START Input records

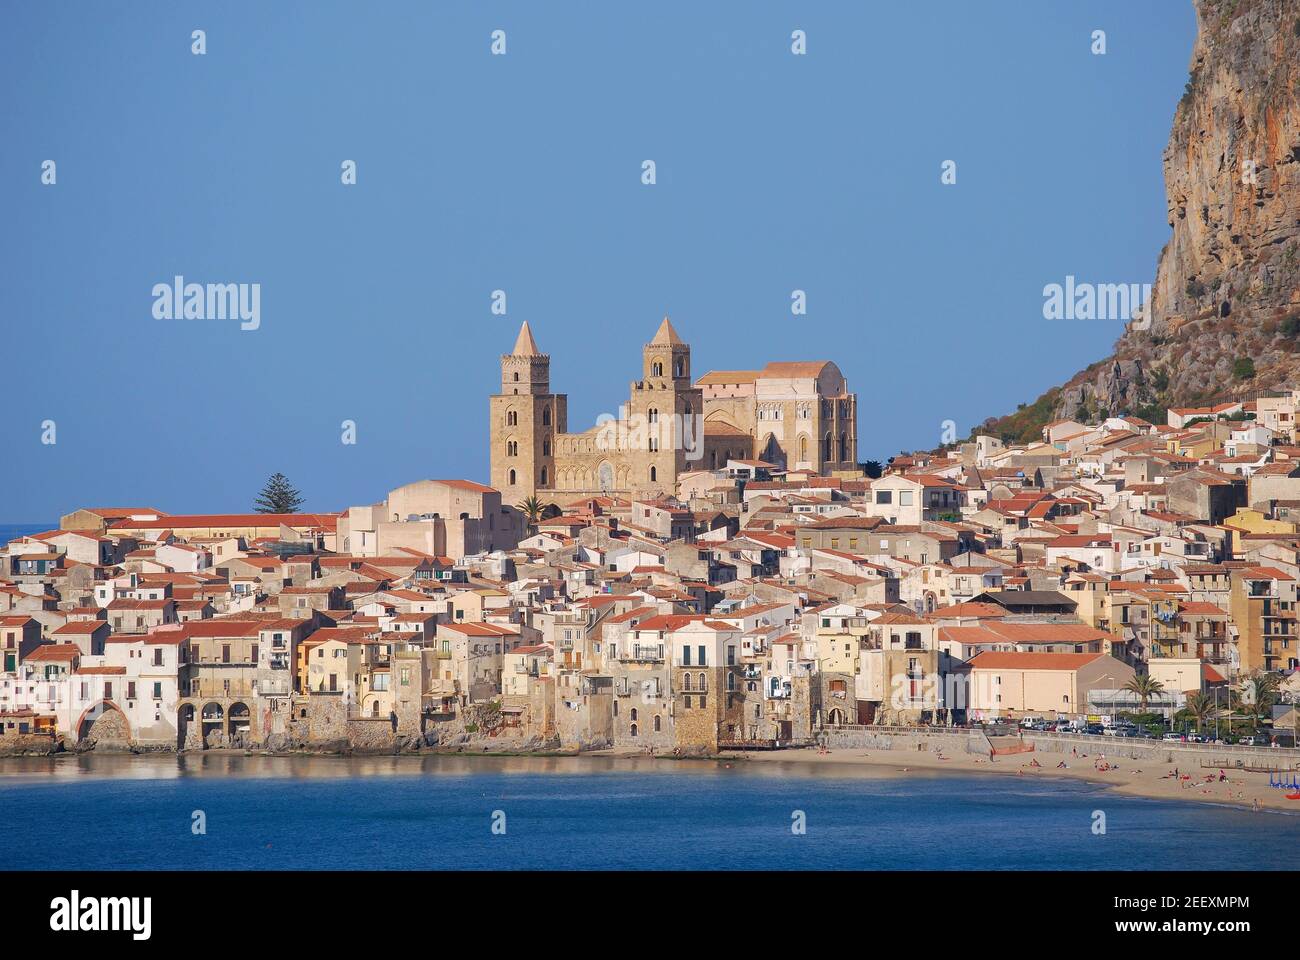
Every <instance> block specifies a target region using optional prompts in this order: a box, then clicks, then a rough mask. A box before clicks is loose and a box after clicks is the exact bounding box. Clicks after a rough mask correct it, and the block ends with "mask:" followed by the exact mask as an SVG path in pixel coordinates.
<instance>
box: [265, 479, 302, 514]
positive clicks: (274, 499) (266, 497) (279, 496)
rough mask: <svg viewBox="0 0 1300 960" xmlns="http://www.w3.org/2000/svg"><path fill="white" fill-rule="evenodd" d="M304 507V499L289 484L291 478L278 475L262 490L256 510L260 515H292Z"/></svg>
mask: <svg viewBox="0 0 1300 960" xmlns="http://www.w3.org/2000/svg"><path fill="white" fill-rule="evenodd" d="M302 505H303V498H302V496H300V494H299V493H298V490H295V489H294V488H292V487H290V484H289V477H287V476H285V475H283V473H276V475H274V476H273V477H270V480H268V481H266V485H265V487H264V488H263V489H261V496H260V497H257V502H256V505H255V509H256V511H257V513H259V514H292V513H296V511H298V507H300V506H302Z"/></svg>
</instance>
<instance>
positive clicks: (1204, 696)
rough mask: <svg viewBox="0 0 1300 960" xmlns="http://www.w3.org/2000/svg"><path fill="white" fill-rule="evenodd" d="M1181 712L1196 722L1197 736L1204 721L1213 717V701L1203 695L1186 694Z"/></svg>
mask: <svg viewBox="0 0 1300 960" xmlns="http://www.w3.org/2000/svg"><path fill="white" fill-rule="evenodd" d="M1183 712H1184V713H1186V714H1187V715H1188V717H1191V718H1192V719H1195V721H1196V732H1197V734H1199V732H1201V726H1203V725H1204V723H1205V721H1206V719H1209V718H1210V717H1213V715H1214V701H1213V700H1210V697H1209V696H1206V695H1205V693H1188V695H1187V705H1186V706H1184V708H1183Z"/></svg>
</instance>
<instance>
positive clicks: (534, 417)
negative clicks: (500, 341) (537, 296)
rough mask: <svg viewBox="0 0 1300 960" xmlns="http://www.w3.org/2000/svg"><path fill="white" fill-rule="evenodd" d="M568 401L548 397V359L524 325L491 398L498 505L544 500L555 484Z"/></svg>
mask: <svg viewBox="0 0 1300 960" xmlns="http://www.w3.org/2000/svg"><path fill="white" fill-rule="evenodd" d="M567 406H568V398H567V397H565V395H564V394H552V393H551V358H550V356H547V355H546V354H543V353H542V351H541V350H538V349H537V341H536V340H533V332H532V330H530V329H529V328H528V323H526V321H525V323H524V325H523V327H520V328H519V337H517V338H516V340H515V349H513V350H511V351H510V353H508V354H503V355H502V358H500V393H497V394H493V395H491V398H490V399H489V445H490V447H489V449H490V453H489V460H490V463H491V485H493V487H494V488H497V489H498V490H500V497H502V503H503V505H507V506H515V505H516V503H519V502H520V501H523V500H526V498H528V497H533V496H536V497H538V498H539V500H542V501H545V500H546V498H547V494H549V493H550V490H552V489H554V485H555V434H556V433H563V432H564V431H565V428H567V420H568V410H567Z"/></svg>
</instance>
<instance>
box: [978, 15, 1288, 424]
mask: <svg viewBox="0 0 1300 960" xmlns="http://www.w3.org/2000/svg"><path fill="white" fill-rule="evenodd" d="M1193 3H1195V7H1196V16H1197V21H1199V30H1197V38H1196V46H1195V48H1193V51H1192V61H1191V77H1190V78H1188V82H1187V91H1186V94H1184V95H1183V99H1182V100H1180V101H1179V104H1178V108H1177V112H1175V116H1174V129H1173V131H1171V134H1170V138H1169V146H1167V147H1166V148H1165V155H1164V164H1165V194H1166V199H1167V204H1169V225H1170V228H1173V235H1171V237H1170V241H1169V243H1167V245H1166V246H1165V248H1164V250H1162V251H1161V255H1160V263H1158V268H1157V272H1156V281H1154V284H1153V287H1152V302H1151V307H1149V316H1147V317H1143V319H1139V320H1136V321H1134V323H1130V324H1128V327H1127V328H1126V329H1125V333H1123V336H1121V338H1119V340H1118V341H1117V342H1115V347H1114V353H1113V355H1110V356H1108V358H1106V359H1104V360H1100V362H1097V363H1095V364H1092V366H1089V367H1088V368H1087V369H1084V371H1082V372H1079V373H1076V375H1075V376H1074V377H1073V379H1071V380H1070V381H1067V382H1066V384H1065V385H1062V386H1060V388H1054V389H1053V390H1049V392H1048V393H1047V394H1044V395H1043V397H1040V398H1039V399H1037V401H1036V402H1035V403H1034V405H1031V406H1028V407H1024V408H1022V411H1021V412H1019V414H1017V415H1013V416H1010V418H1002V419H1001V420H991V421H987V423H985V425H984V428H983V429H984V431H989V429H991V431H992V432H996V433H1001V434H1004V436H1018V438H1030V437H1036V436H1037V428H1039V427H1040V425H1041V423H1044V421H1047V420H1050V419H1056V418H1062V416H1069V418H1080V416H1087V418H1089V419H1095V418H1097V416H1099V415H1101V416H1104V415H1115V414H1134V415H1138V416H1147V418H1148V419H1152V418H1157V419H1158V420H1160V421H1164V407H1167V406H1193V405H1199V403H1203V402H1208V401H1213V399H1219V398H1229V397H1238V395H1255V394H1257V393H1261V392H1265V390H1271V389H1279V388H1286V386H1300V250H1297V246H1300V0H1193Z"/></svg>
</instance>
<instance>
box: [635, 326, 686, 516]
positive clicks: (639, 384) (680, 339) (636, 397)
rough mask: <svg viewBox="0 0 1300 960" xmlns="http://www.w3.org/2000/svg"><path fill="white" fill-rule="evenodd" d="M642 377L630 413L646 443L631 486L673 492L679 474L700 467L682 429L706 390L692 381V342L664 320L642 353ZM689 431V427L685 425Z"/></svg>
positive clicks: (636, 489) (675, 486) (637, 463)
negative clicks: (642, 432)
mask: <svg viewBox="0 0 1300 960" xmlns="http://www.w3.org/2000/svg"><path fill="white" fill-rule="evenodd" d="M641 356H642V363H641V380H640V381H638V382H636V384H633V385H632V397H630V399H629V405H628V412H629V415H630V416H636V418H638V420H640V421H641V423H645V425H646V432H647V437H646V446H645V449H643V450H640V451H637V455H636V457H634V458H633V460H634V462H633V466H632V475H630V477H629V487H630V488H632V489H633V490H638V492H642V493H645V494H650V496H664V494H672V493H673V492H675V488H676V483H677V475H679V473H684V472H688V471H689V470H694V468H698V463H695V462H694V460H692V459H690V455H692V454H690V450H688V449H685V447H684V446H682V442H684V441H685V440H686V438H689V432H688V434H686V436H685V437H684V436H682V429H684V427H682V425H684V424H686V421H688V418H690V423H692V424H694V419H693V418H698V416H699V415H701V414H702V412H703V408H705V399H703V393H702V392H701V390H699V388H697V386H694V385H693V384H692V382H690V345H689V343H686V342H685V341H684V340H682V338H681V337H679V336H677V330H675V329H673V327H672V321H671V320H668V317H664V319H663V323H660V324H659V329H658V330H656V332H655V334H654V340H651V341H650V342H649V343H646V345H645V347H643V349H642V351H641ZM686 429H688V431H689V429H690V428H689V427H688V428H686Z"/></svg>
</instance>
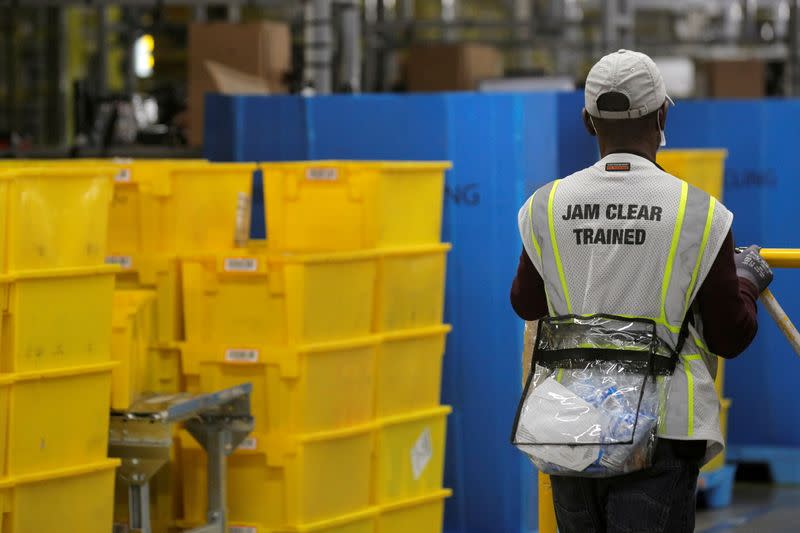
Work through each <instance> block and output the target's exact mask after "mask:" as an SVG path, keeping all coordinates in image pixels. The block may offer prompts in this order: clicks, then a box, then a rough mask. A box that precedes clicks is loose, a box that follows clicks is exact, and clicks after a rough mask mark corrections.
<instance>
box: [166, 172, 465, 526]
mask: <svg viewBox="0 0 800 533" xmlns="http://www.w3.org/2000/svg"><path fill="white" fill-rule="evenodd" d="M446 169H447V165H446V164H443V163H390V162H385V163H377V162H374V163H373V162H362V163H355V162H314V163H283V164H266V165H263V167H262V170H263V177H264V194H265V206H266V224H267V241H266V245H265V246H261V247H252V246H251V247H249V248H239V249H232V250H228V251H224V252H222V253H215V254H204V255H203V254H198V255H197V256H196V257H187V258H185V259H184V260H183V261H182V272H181V276H182V289H183V303H184V312H185V317H184V318H185V335H186V343H185V346H184V349H183V350H182V355H183V372H184V374H185V380H186V384H187V387H188V388H189V390H192V391H211V390H217V389H220V388H222V387H225V386H228V385H232V384H236V383H241V382H244V381H249V382H252V383H253V385H254V393H253V398H252V408H253V413H254V415H255V426H256V428H255V432H254V433H253V435H252V436H251V437H250V438H248V439H247V440H246V441H245V442H244V443H243V444H242V445H241V446H240V447H239V449H238V450H237V451H236V452H235V453H234V454H233V455H232V456H231V457H230V458H229V460H228V467H229V472H228V495H229V496H228V498H229V500H228V505H229V518H230V521H231V530H232V531H236V532H237V533H273V532H275V533H277V532H300V531H303V532H317V531H318V532H320V533H322V532H325V533H375V532H389V533H394V532H396V533H400V532H410V531H414V532H415V533H438V532H439V531H441V527H442V512H443V504H444V499H445V498H446V497H447V496H448V494H449V492H448V491H446V490H444V489H443V488H442V476H443V465H444V443H445V423H446V418H447V415H448V413H449V412H450V409H449V408H448V407H442V406H440V405H439V389H440V380H441V365H442V356H443V353H444V343H445V337H446V335H447V332H448V330H449V329H448V327H447V326H445V325H443V324H442V317H443V302H444V275H445V259H446V254H447V251H448V249H449V246H448V245H446V244H442V243H440V230H441V217H442V201H443V193H444V172H445V170H446ZM182 444H183V448H182V473H183V486H184V499H183V503H184V512H185V518H186V521H187V523H198V522H202V521H203V520H204V514H203V513H204V508H205V501H206V500H205V493H204V490H205V459H204V456H203V453H202V451H201V450H200V449H199V448H198V447H197V446H196V445H194V444H193V443H192V441H191V439H190V438H188V437H185V436H184V438H183V439H182Z"/></svg>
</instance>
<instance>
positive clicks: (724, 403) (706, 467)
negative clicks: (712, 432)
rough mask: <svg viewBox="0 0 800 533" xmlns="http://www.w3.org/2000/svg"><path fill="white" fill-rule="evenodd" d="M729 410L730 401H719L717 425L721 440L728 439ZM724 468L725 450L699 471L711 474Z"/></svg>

END Input records

• What you are asked to do
Edit the listing from its start down to the line containing "507V499L289 484L291 478L278", including both ends, by replacing "rough mask" with "coarse mask" and leaving everything else unchanged. Omit the pictures from your output.

• Response to this task
Every <instance> block specifies a target region using optional prompts in this order: a box, then clicks, then a coarse mask. A box before clicks is loose and a box after clicks is the exact bounding box. Clicks after a coarse mask correct it, and the block ends with "mask:" followed by the exact mask as an SVG path in pixel coordinates.
<instance>
box: [265, 479, 302, 514]
positive clicks: (274, 499) (266, 497) (279, 496)
coarse mask: <svg viewBox="0 0 1300 960" xmlns="http://www.w3.org/2000/svg"><path fill="white" fill-rule="evenodd" d="M304 507V499L289 484L291 478L278 475L262 490L256 510L260 515H292Z"/></svg>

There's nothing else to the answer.